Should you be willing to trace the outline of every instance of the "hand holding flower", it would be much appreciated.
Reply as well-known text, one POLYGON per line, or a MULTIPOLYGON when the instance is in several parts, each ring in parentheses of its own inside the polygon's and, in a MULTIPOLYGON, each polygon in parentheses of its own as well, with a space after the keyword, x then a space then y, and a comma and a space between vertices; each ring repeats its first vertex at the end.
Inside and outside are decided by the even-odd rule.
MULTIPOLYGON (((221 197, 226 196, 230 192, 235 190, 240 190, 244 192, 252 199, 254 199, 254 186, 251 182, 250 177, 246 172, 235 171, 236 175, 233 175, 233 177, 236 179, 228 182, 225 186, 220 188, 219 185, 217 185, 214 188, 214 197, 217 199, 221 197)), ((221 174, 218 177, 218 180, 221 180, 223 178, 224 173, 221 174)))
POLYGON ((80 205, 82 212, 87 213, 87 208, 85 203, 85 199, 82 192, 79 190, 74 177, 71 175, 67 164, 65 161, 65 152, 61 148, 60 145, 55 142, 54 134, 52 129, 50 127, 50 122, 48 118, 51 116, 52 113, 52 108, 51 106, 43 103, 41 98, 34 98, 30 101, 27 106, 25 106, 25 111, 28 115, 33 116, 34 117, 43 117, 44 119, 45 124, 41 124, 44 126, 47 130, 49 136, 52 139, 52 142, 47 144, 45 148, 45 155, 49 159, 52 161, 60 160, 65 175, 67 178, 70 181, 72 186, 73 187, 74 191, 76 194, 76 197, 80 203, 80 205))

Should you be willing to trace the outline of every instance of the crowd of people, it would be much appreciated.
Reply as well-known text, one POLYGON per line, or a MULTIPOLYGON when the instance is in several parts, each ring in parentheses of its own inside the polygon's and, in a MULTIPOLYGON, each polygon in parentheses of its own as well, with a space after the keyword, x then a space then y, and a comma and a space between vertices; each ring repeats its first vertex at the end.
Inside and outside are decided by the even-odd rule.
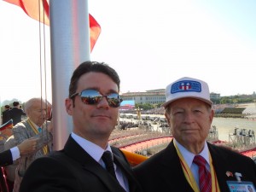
◇ ◇ ◇ ◇
= WHAT IS REQUIRED =
Render the part of the records that opens with the line containing "people, it would be much appreciated." and runs through the end of the records as a Markdown table with the columns Row and Text, one numbered row per line and no blank lines. Leave the pictures out.

= EXERCISE ANSWER =
| Row | Text |
|---|---|
| 1 | Should you be willing to trace the outline of every instance of the crowd of people, it would be much appreciated. |
| 2 | Reply as well-known text, one POLYGON per line, or a MULTIPOLYGON when the instance is in several parts, each ring in parentheses of its own inside the polygon's and, in a MULTIPOLYGON, each polygon in parentheses of its own as well, with a space after the keyword, x then a space then y, and a comma and a space between vertices; each ring repeats its first vertex at the end. |
| 3 | Inside and outside are decided by the even-odd rule. |